Excerpt provided
Maybe he could rent mine!!! I wish I had something smaller, the housework, the dust!!!! I'm Inland of the Costa Del Sol though. A rental that size on the Costa will be very expensive. He must be rich.


----------



## mrypg9 (Apr 26, 2008)

Cazzy said:


> Maybe he could rent mine!!! I wish I had something smaller, the housework, the dust!!!! I'm Inland of the Costa Del Sol though. A rental that size on the Costa will be very expensive. He must be rich.



Well, our house is about that size,probably larger...I've just had a stroll round - sitting on two very large plots, one with building permission. We're not rich, just 'comfortable' but we like spacious houses. My dil is considering buying it for us as we do not want to own property ever again. There are photos on my album. We are a twenty minute walk from the beach, in a quiet area.There are quite a few properties round here for rent.

When we first rented the price was 2300 euros a month plus utilities of course but by the third year, having shown to be reliable tenants -we pay the rent in two chunks in advance - we succeeded in knocking it down quite a bit.

If we moved a few km inland the rent would be around 1000 euros...

Perhaps we should all move to Bulgaria where for the price of a studio apartment (or on the Golden Mile a garage) you can buy a palatial property.

Of course there are drawbacks living in a poor ex-Communist country, as we found in the Czech Republic, where the standard of living, although higher than Bulgaria, is still below that of 'western' countries.

But if you want to be flash without much cash.....Bulgaria is a place to go.


----------



## mrypg9 (Apr 26, 2008)

Cazzy said:


> Maybe he could rent mine!!! I wish I had something smaller, the housework, the dust!!!! I'm Inland of the Costa Del Sol though. A rental that size on the Costa will be very expensive. He must be rich.


We find the only real drawback of a house of this size is heating in winter. There is marble everywhere - staircases, floors, bathroom and kitchen walls - and while that's great in summer as we don't need air con as the rooms are spacious and well-ventlilated - it's not so good in winter. I've noticed that rentals around this area for houses of this size tend to be more expensive but the house is around fifteen years old and nothing has been done in the way of 'running repairs' since it was built. The house could do with a coat of paint outside and there are a few minor structural bits and pieces that aren't urgent but that you would fix if it were your property. Of course this will lower the selling price which could be in our interest. 

The architect who designed this house lives in an elaborate structure next door. In winter, pine scented smoke arises from his chimney - he has wood burners for heating. We don't....

Do you experience the same problems? This winter has been very mild so it's not been a problem in the daytime but we tend to heat just one room in the evening when we're reading or watching tv.

The reason we took this house was the huge garden for Our Little Azor to run around in...that and the pool. One part of the garden is really just a field and there are no elaborate borders with flowers, just bushes, shrubs and trees -loads of palms - so we don't need a gardener more than a few hours a month.

Far from being 'rich' (which these days is a vague, undefined concept as it merely means someone with apparently more money than you) we must be the paupers round here as we do our own housework and unlike most people who have gardens our size don't employ full-time gardeners. 

Interesting though to see that in the couple of streets of similar properties, most on large plots, around here,around 20% are for sale. I think many people who bought these houses during the boom years have found they are no longer 'rich'.

Exercises to complete
a) Reproduce the passage from the forum thread starting at "The architect who" and ending at "hours a month.".
b) Name every part of the house where the forum thread says there is marble.

Source excerpt
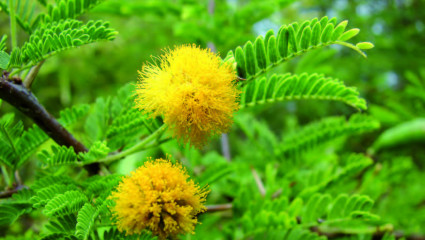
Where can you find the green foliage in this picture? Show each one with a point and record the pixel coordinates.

Answers by task
a)
The architect who designed this house lives in an elaborate structure next door. In winter, pine scented smoke arises from his chimney - he has wood burners for heating. We don't....

Do you experience the same problems? This winter has been very mild so it's not been a problem in the daytime but we tend to heat just one room in the evening when we're reading or watching tv.

The reason we took this house was the huge garden for Our Little Azor to run around in...that and the pool. One part of the garden is really just a field and there are no elaborate borders with flowers, just bushes, shrubs and trees -loads of palms - so we don't need a gardener more than a few hours a month.

b) Staircases, floors, bathroom walls, and kitchen walls.